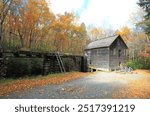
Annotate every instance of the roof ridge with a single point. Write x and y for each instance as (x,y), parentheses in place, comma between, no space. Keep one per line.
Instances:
(105,37)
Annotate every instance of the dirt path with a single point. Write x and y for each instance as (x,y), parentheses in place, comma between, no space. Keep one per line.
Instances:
(95,86)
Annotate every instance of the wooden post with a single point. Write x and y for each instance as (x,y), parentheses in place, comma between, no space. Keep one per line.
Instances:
(84,65)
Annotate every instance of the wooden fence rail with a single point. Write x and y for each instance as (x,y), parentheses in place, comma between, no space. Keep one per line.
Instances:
(53,62)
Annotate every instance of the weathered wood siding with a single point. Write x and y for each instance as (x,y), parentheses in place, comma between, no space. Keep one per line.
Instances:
(99,58)
(117,54)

------------

What you are asked to do:
Reproduce all of the material above word for word, leaving out the pictures.

Solution to this exercise:
Annotate every instance of the roof ridge with a single point. Write x and y for each instance as (x,y), parentheses in place, comma between, no space. Keep one per line.
Instances:
(105,37)
Annotate every instance of the dirt path with a single point. Write x and y for each instance as (x,y), parentheses in place, comma between, no space. Keep one per line.
Instances:
(95,86)
Annotate every instance of the wooden post with a single point. Write x and y for each instance as (x,y), parentheses in place, comma between, no space. Keep one per line.
Instances:
(84,65)
Annotate every instance of the wooden fence rail with a single point. Write x and y for each instance as (x,y), parentheses in place, comma between, no space. Keep one per line.
Instances:
(53,62)
Annotate every instance of the weathered wood siding with a single point. Write x and y for each instance as (x,y), parentheses in place, comma between, no space. Keep one per line.
Instances:
(99,58)
(117,54)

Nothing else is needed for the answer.